- _SELECTED PASSAGE_
--- BEGIN ---
Wednesday, March 14, 2012

140312 (3Rain)

The Rain

I pushed open my umbrella and started walking. Without plugging into any music, I wanted to hear the sound of the rain. The sound of them hitting mercilessly against my umbrella, the sound of them slapping onto the concrete ground.
Yes, it rained again..

I stretched my hands out to feel the droplets of the rain. I'd love rain since young. When I'm naïve, when I believed in miracle and fate. Those micro meteors of H2O nvr fails to amazed me, as I love to cling onto my the window and watch those evaporated waters casted down upon the earth from the skies.

It'd been ages since I played in the rain, lying on the ground, or running out with my hands spreaded out as if accepting salvation.
6 7 years? Time do flies, they said we should never waste youth. I'm not sure whether did I, but ironically we were at our lowest point of intelligence. It's like giving a kid $10 and tell him/her not to waste it, and they would be ending up spending it on $10 of color candies and junks.
watching the rain rested upon the earth, I'd reckon life is a least a bit similar to the rain. How inevitable as how the end always 'is'. How time won't wait as the rain fell down from heavens. We're once like the evaporated waters, hugging each other in the clouds, earth seems so beautiful, but we're on the other hand too timid to take the plunge, the leap of faith. From the towering heights upon the skies.

But with a little push, we went. Like a child who's learning cycling, we went with our parents guiding hand. that also would be our mentors in life. And there, we took the leap of faith..

Of course some will succeed, forgotten the hands of their guide had been let go off, gliding down the pavement, with smiles of their face. And there's always failures. Fallen, wounded, but would came out with a weak smile to mark the start of their plunge. As if in the war of romance, 'at least I'd tried'.

Then we would be on this path of route that'd been generalized. The path of inevitability. We pursue knowledge, but do we pursue our dreams?

We'll then went onto the trail of work.
Yes, the trail of work. I'm serving my nation now.. A rite of passage for guys, It's a love hate feeling, i do like it somehow, as it's like the last guide after tertiary level, giving me some time to think and plot the path of my future.
Giving my weekdays and occasional weekends. Minus the green uniform, this life might be not much different in the future. Succumbing to work, sharing problems with someone whom we called a spouse. Given that we'd a life time to search for them, without any clues from god, we're just blindly feeling our way thru. Some got pricked, some found, but threw it back into the gigantic basket. Yet some others found what they want.
--- END ---
- _GIVEN DATA_
--- BEGIN ---
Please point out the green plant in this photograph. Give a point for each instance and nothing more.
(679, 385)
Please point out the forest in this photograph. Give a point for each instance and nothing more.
--- END ---
- _ACTIONS TO TAKE_
• A. In the blog post about the rain, what are the different outcomes the writer gives for people searching for a spouse?
• B. In the blog post about the rain, why did the writer walk without plugging into any music?
The data isn't needed for anything here.

- _RESULTS OF THE TASKS_
• A.
- Some got pricked.
- Some found one but threw it back into the gigantic basket.
- Some others found what they want.

• B. The writer wanted to hear the sound of the rain.